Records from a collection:
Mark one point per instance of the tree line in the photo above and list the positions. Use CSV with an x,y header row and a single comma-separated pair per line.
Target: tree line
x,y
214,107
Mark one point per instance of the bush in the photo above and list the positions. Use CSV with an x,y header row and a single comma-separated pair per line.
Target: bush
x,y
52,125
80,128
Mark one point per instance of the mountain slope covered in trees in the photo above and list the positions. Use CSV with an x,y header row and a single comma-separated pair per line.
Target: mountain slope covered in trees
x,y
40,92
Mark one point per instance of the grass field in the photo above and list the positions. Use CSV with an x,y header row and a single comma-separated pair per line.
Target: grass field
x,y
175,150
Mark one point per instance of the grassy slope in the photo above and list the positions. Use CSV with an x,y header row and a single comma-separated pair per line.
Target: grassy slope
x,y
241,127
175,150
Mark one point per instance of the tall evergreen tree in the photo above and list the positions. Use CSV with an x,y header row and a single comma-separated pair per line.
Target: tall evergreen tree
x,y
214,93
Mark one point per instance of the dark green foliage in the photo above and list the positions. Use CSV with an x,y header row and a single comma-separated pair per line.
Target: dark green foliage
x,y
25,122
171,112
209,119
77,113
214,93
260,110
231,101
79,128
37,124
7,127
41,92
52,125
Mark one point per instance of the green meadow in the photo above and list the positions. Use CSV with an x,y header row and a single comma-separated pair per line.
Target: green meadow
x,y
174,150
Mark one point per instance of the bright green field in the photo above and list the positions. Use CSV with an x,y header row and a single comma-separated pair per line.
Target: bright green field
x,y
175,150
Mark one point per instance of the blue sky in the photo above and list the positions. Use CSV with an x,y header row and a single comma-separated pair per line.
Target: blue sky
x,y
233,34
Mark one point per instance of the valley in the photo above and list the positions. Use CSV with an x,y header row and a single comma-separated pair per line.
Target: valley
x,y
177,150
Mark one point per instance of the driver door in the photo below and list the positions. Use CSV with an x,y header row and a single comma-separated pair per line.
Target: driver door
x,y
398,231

PROBLEM »
Retype each record exactly, leaving nothing out.

SOLUTION »
Mark one point per instance of the tree line in the photo above and list the positions. Use CSV with an x,y header row and a single comma-separated pair per line.
Target: tree line
x,y
214,107
Mark one point per instance of the bush in the photo above and list the positions. Use CSV with an x,y header row and a single comma-separated pair per line.
Target: bush
x,y
52,125
80,128
Mark one point per instance of the mountain slope covered in trees in the photo above and list the positions. Use CSV with an x,y header row and a single comma-separated pair per line.
Target: mountain slope covered in trees
x,y
40,92
Mark one point per instance of the grass field in the photo above and list the positions. Use CSV with an x,y header row and a single comma-separated pair per line.
Target: grass field
x,y
175,150
Mark one point per instance of the grassy slope in the photo above and list the positions. Use CSV with an x,y header row and a single comma-separated pair per line.
Target: grassy slope
x,y
241,127
175,150
Mark one point per instance of the tall evergreen tree in the photo above and list the positions. Use CSV with an x,y header row and a single comma-separated pair per line.
Target: tall evergreen tree
x,y
214,93
Mark one point per instance of the dark green foliage in the photo above and list the positions. Use CSV with an x,y header row and a single comma-separated pair per line.
Target: dark green foliage
x,y
25,122
171,112
209,119
77,113
214,93
260,110
231,101
79,128
37,124
7,127
41,92
52,125
Mark one point per instance of the green meadow in the photo above and list the positions. Use CSV with an x,y header row and a single comma-separated pair per line.
Target: green meadow
x,y
174,150
Mark one point per instance of the bright green field in the photo above and list the positions. Use CSV with an x,y header row and a single comma-separated pair per line.
Target: bright green field
x,y
175,150
Mark one point per instance of the blue sky in the photo above and list the positions. Use CSV with an x,y header row and a single comma-separated pair per line.
Target: blue sky
x,y
233,34
Mark one point per instance of the valley in the photo above and list the positions. Use CSV with an x,y header row and a single comma-separated pair per line.
Target: valley
x,y
177,150
Mark one point per instance of the driver door in the photo below and list the positions. Use CSV with an x,y header row and a single comma-separated pair per line.
Target: driver door
x,y
398,231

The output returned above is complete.